/pyfn

A python module to process data for Frame Semantic Parsing

Primary LanguagePythonMIT LicenseMIT

pyfn

GitHub release PyPI release Build Requirements Code Coverage FrameNet MIT License

Welcome to pyfn, a Python module to process FrameNet annotation.

pyfn can be used to:

  1. convert data to and from FRAMENET XML, SEMEVAL XML, SEMAFOR CoNLL, BIOS and CoNLL-X
  2. preprocess FrameNet data using a standardized state-of-the-art pipeline
  3. run the SEMAFOR and OPEN-SESAME frame semantic parsers
  4. build your own frame semantic parser using a standard set of python models to marshall/unmarshall FrameNet XML data

This repository also accompanies the (Kabbach et al., 2018) paper:

@InProceedings{C18-1267,
  author = 	"Kabbach, Alexandre
		and Ribeyre, Corentin
		and Herbelot, Aur{\'e}lie",
  title = 	"Butterfly Effects in Frame Semantic Parsing: impact of data processing on model ranking",
  booktitle = 	"Proceedings of the 27th International Conference on Computational Linguistics",
  year = 	"2018",
  publisher = 	"Association for Computational Linguistics",
  pages = 	"3158--3169",
  location = 	"Santa Fe, New Mexico, USA",
  url = 	"http://aclweb.org/anthology/C18-1267"
}

Dependencies

On Unix, you may need to install the following packages:

libxml2 libxml2-dev libxslt1-dev python-3.x-dev

Install

pip3 install pyfn

Use

When using pyfn, your FrameNet splits directory structure should follow:

.
|-- fndata-1.x-with-dev
|   |-- train
|   |   |-- fulltext
|   |   |-- lu
|   |-- dev
|   |   |-- fulltext
|   |   |-- lu
|   |-- test
|   |   |-- fulltext
|   |   |-- lu
|   |-- frame
|   |-- frRelation.xml
|   |-- semTypes.xml

Conversion

pyfn can be used to convert data to and from:

  • FRAMENET XML: the format of the released FrameNet XML data
  • SEMEVAL XML: the format of the SEMEVAL 2007 shared task 19 on frame semantic structure extraction
  • SEMAFOR CoNLL: the format used by the SEMAFOR parser
  • BIOS: the format used by the OPEN-SESAME parser
  • CoNLL-X: the format used by various state-of-the-art POS taggers and dependency parsers (see preprocessing considerations for frame semantic parsing below)

As well as to generate the .csv hierarchy files used by both SEMAFOR and OPEN-SESAME parsers to integrate the hierarchy feature (see (Kshirsagar et al., 2015) for details).

For an exhaustive description of all formats, check out FORMAT.md.

HowTo

The following sections provide examples of commands to convert FN data to and from different formats. All commands can make use of the following options:

  1. --splits: specify which splits should be converted. --splits train will generate all train/dev/test splits, according to data found under the fndata-1.x/{train/dev/test} directories. --splits dev will generate the dev and test splits according to data found under the fndata-1.x/{dev/test} directories. This option will skip the train splits but generate the same dev/test splits that would have been generated with --splits train. --splits test will generate the test splits according to data found under the fndata-1.x/test directory, and skip the train/dev splits. The test splits generated with --splits test will be the same as those generated with the --splits train and --splits dev. Default to --splits test.

> [Data block]:
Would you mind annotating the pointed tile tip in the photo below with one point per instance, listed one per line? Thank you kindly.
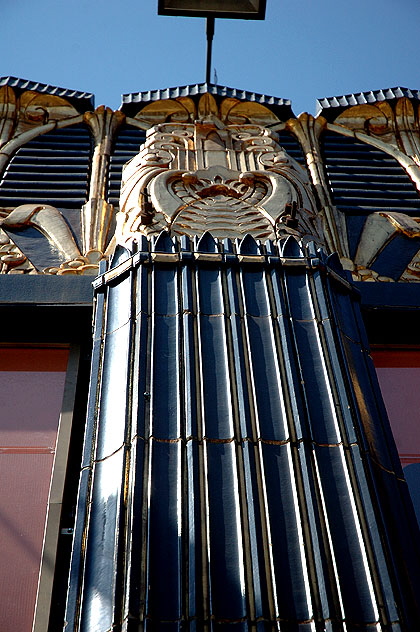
(207, 243)
(290, 247)
(164, 243)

> [Jobs]:
- 1) In the pyfn README, write out the passage that begins at the words "As well as to" and ends after "2015) for details).", substituting "incorporate" for "integrate".
- 2) According to the pyfn README, which format does the OPEN-SESAME parser use?
- 3) Translate this sentence from the pyfn README into Spanish: "For an exhaustive description of all formats, check out FORMAT.md."

> [Answers to the exercises]:
- 1)
As well as to generate the .csv hierarchy files used by both SEMAFOR and OPEN-SESAME parsers to incorporate the hierarchy feature (see (Kshirsagar et al., 2015) for details).

- 2) BIOS

- 3) Para una descripción exhaustiva de todos los formatos, consulte FORMAT.md.